WHAT THE TASK ASKS
Begin with the first line of the entries below and reproduce each line exactly, ending with the line that holds "box: [10, 0, 633, 213]".

INPUT FOR THIS TASK
___
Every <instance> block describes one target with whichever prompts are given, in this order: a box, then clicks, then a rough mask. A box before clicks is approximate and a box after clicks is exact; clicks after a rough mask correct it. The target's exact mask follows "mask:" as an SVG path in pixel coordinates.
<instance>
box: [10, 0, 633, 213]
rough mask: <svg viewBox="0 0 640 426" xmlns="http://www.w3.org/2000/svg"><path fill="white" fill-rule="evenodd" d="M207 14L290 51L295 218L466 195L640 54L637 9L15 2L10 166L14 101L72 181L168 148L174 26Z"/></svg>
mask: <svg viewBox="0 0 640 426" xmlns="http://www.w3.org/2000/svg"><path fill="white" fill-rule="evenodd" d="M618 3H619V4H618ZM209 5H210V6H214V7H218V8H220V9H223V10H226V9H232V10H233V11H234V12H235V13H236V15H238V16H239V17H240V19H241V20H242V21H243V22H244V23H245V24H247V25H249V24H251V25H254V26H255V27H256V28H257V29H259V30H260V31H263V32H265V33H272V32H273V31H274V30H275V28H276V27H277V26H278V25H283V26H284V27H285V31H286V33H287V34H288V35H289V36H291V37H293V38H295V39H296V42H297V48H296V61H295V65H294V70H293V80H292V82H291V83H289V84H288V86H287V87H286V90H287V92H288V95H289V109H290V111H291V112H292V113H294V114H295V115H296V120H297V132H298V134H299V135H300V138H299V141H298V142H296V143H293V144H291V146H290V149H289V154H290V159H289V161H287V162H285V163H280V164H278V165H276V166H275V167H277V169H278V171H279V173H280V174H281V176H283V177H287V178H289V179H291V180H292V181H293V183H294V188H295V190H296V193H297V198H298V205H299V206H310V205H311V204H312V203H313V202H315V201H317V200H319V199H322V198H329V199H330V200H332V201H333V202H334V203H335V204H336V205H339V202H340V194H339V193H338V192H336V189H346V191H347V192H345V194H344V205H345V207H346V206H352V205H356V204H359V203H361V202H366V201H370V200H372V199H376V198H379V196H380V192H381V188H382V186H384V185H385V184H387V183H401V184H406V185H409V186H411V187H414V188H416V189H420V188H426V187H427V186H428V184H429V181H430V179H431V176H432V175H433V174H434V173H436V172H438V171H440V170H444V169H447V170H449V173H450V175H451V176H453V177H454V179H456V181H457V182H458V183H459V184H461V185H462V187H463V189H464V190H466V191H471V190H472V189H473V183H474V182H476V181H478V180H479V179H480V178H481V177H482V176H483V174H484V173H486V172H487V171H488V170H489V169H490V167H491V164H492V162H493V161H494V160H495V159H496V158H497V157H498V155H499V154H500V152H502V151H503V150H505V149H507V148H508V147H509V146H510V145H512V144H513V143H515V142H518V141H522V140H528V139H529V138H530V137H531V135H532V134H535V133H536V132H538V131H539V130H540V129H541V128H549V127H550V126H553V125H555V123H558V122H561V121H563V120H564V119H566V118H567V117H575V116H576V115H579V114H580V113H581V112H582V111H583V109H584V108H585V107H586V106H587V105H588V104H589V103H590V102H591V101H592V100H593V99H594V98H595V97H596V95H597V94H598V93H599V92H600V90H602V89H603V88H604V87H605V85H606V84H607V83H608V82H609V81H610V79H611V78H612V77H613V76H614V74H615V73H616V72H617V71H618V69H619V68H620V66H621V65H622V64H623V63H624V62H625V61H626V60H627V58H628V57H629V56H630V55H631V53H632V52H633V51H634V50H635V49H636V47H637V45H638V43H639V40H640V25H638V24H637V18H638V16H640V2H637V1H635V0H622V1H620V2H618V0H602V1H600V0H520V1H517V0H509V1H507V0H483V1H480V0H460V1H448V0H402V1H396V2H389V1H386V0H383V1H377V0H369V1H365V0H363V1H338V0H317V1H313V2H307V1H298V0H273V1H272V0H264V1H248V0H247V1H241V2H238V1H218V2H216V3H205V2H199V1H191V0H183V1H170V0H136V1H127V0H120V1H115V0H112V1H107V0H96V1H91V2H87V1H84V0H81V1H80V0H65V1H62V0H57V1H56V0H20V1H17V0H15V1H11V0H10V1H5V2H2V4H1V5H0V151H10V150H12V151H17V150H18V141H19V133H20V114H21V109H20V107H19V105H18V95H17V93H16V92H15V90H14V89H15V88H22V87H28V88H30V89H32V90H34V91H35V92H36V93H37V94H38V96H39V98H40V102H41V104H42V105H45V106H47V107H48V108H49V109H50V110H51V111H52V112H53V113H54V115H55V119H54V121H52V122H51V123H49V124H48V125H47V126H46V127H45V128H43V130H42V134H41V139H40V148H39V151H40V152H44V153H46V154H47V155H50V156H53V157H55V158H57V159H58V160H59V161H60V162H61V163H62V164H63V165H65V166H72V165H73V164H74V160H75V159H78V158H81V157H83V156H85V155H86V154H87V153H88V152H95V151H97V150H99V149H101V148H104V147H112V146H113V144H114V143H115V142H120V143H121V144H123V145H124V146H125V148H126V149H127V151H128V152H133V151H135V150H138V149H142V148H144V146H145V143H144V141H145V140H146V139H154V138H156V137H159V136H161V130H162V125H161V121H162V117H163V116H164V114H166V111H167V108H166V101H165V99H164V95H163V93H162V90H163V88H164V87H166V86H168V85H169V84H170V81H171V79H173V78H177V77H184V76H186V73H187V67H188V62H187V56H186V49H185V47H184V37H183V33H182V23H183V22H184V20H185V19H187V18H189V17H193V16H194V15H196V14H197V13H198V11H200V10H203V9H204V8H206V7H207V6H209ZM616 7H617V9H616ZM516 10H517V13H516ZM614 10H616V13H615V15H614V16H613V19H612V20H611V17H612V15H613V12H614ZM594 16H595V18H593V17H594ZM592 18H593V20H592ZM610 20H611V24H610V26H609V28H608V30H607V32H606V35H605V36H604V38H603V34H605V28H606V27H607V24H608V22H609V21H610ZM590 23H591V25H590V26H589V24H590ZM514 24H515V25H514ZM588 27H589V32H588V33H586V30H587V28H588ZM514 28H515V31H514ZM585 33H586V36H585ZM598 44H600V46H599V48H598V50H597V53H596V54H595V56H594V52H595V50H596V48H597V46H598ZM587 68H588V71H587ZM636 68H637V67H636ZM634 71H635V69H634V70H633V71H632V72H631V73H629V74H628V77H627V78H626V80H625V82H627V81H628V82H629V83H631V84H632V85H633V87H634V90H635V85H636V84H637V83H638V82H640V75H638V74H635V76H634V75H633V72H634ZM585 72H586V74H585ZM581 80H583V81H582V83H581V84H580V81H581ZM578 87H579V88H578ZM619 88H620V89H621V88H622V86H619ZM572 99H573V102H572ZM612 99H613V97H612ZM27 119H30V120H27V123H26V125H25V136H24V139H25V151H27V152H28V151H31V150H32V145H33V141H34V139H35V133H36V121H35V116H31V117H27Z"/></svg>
___
OUTPUT BELOW
Every <instance> block describes one target with whichever prompts are given, in this order: a box, then clicks, then a rough mask. A box before clicks is approximate and a box after clicks is exact; clicks after a rough mask correct it. The target's exact mask follows "mask:" as an SVG path in pixel coordinates.
<instance>
box: [10, 0, 633, 213]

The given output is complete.